_练习说明_:
能接着下面这篇讲图数据结构及其Python实现的文章,从它停下的地方继续往下写吗?

图(Graph)是由顶点和连接顶点的边构成的离散结构。在计算机科学中,图是最灵活的数据结构之一,很多问题都可以使用图模型进行建模求解。图的结构很简单,就是由顶点集和边集构成,因此图可以表示成G=(V,E)。 它也分为无向图、有向图、加权图。
在使用图地过程中经常会用到队列、优先队列、栈等的辅助。所以本例中除了图相关的定义外,还定义了队列和优先队列。
定义队列类

class Queue():
    # 定义队列类,先进先出
    def __init__(self):
        self.items = []

    def isEmpty(self):
        return self.items == []

    def enqueue(self, item):
        self.items.insert(0, item)

    def size(self):
        return len(self.items)

    def dequeue(self):
        return self.items.pop()

定义图中的顶点

class Vertex:
    # 包含了顶点信息,以及顶点连接边信息

    def __init__(self, key):
        self.id = key
        self.connectedTo = {}
        self.distance = 0     # 距离
        self.previous = None  # 标记前一个顶点
        self.color = 'white'
        self.disc = 0  # 标记discoveryTime
        self.fin = 0   # 标记finishTime

    def getId(self):
        return self.id

    def addNeighbor(self, nbrKey, weight):
        self.connectedTo[nbrKey] = weight

    def getConnections(self):
        return self.connectedTo.keys()

    def __str__(self):
        return str(self.id) + ' connectedTo: ' + str([x.id for x in self.connectedTo])

    def getWeight(self, nbrkey):
        return self.connectedTo[nbrkey]

    def setColor(self,color):
        self.color = color

    def getColor(self):
        return self.color

    def setDistance(self, distance):
        self.distance = distance

    def getDistance(self):
        return self.distance

    def setPred(self,preVertex):
        self.previous = preVertex

    def getPred(self):
        return self.previous

    def setDiscovery(self,dtime):
        self.disc = dtime

    def getDiscovery(self):
        return self.disc

    def setFinish(self,ftime):
        self.fin = ftime

    def getFinish(self):
        return self.fin

定义图

class Graph:
    # 包含了各顶点和连接边的图

    def __init__(self):
        self.vertList = {}
        self.numVertices = 0

    def addVertex(self, key):
        self.numVertices += 1
        newVertex = Vertex(key)

_所示材料_:
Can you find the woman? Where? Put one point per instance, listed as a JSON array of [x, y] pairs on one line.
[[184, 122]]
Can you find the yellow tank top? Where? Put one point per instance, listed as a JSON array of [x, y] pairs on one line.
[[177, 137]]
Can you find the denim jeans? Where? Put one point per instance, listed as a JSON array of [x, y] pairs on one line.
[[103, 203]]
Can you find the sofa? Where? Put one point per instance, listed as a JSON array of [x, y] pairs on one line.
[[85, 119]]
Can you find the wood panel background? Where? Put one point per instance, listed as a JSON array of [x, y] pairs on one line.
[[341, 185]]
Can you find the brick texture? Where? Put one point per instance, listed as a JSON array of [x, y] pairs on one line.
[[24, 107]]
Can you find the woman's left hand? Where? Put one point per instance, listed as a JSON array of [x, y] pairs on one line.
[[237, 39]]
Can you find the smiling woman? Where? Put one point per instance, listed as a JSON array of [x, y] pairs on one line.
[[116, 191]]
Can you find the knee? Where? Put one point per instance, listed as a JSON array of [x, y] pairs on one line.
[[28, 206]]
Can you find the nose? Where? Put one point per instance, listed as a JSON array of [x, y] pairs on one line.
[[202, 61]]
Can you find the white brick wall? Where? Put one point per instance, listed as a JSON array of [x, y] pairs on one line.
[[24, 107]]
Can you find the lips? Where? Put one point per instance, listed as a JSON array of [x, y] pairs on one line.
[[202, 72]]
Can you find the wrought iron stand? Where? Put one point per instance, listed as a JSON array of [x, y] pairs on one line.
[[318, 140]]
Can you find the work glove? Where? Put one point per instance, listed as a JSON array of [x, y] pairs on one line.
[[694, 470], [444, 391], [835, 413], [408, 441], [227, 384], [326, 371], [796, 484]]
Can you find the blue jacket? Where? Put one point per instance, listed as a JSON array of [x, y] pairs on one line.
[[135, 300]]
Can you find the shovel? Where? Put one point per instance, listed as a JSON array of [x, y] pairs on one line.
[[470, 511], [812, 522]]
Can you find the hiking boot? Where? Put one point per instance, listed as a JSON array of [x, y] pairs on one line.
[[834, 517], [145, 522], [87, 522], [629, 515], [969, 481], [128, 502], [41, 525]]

_正确答案_:
        self.vertList[key] = newVertex
        return newVertex

    def getVertex(self, key):
        if key in self.vertList:
            return self.vertList[key]
        else:
            return None

    def __contains__(self, key):
        return key in self.vertList

    def addEdge(self, fromKey, toKey, cost=0):
        if fromKey not in self.vertList:
            nv = self.addVertex(fromKey)
        if toKey not in self.vertList:
            nv = self.addVertex(toKey)
        self.vertList[fromKey].addNeighbor(self.vertList[toKey],cost)

    def getVertices(self):
        return self.vertList.keys()

    def __iter__(self):
        return iter(self.vertList.values())

图的应用举例1--词梯

WordLetter 方法1: 首先将所有单词作为顶点加入图中,再高潮建立顶点之间的边; 它的时间复杂度为O(n^2),n为单词个数。
方法2: 创建多个桶,每个桶可以存储多个单词,桶使用通配符""作为标记,""占空一个字母,所以匹配标记的单词都放到同一个桶中;然后再对同一个桶中的单词之间建立边。

def buildWordGraph(wordFile):
    d = {}
    g = Graph()
    wfile = open(wordFile,'r')
    for line in wfile:
        word = line[:-1]
        for i in range(len(word)):
            #每个单词产生四种bucket,判断字典中是否存在该桶,如果存在则该桶直接追加单词,如果不存在则创建该桶,并存放单词
            bucket = word[:i] + '_' + word[i+1:]
            if bucket in d:
                d[bucket].append(word)
            else:
                d[bucket] = [word]

    #为每个桶中的不同单词建立边
    for bucket in d.keys():
        for word1 in d[bucket]:
            for word2 in d[bucket]:
                if word1 != word2 :
                    g.addEdge(word1, word2)
    return g

广度优先搜索算法Breadth First Search(BFS)

给定图G 及开始搜索的起始顶点s: BFS搜索所有从s可到达目标顶点的边;在达到更远距离k+1的顶点之前,BFS会找到全部距离为k的顶点;
可以把s想象成为树根,构建一棵树的过程,从顶点向下逐步增加层次,BFS可以保证在增加距离(层次)之前,添加了所有兄弟节点到树中。从队首取出一个顶点作为当前顶点(出队);遍历从当前顶点到邻接顶点,如果是白色,则将其改为灰色,距离加1,其前驱顶点为当前顶点,将其加入到队列中; 遍历完成后,将当前顶点设置为黑色,循环回到步骤1的队首取当前顶点。

def bfs(graph, start):
    start.setDistance(0)
    start.setPred(None)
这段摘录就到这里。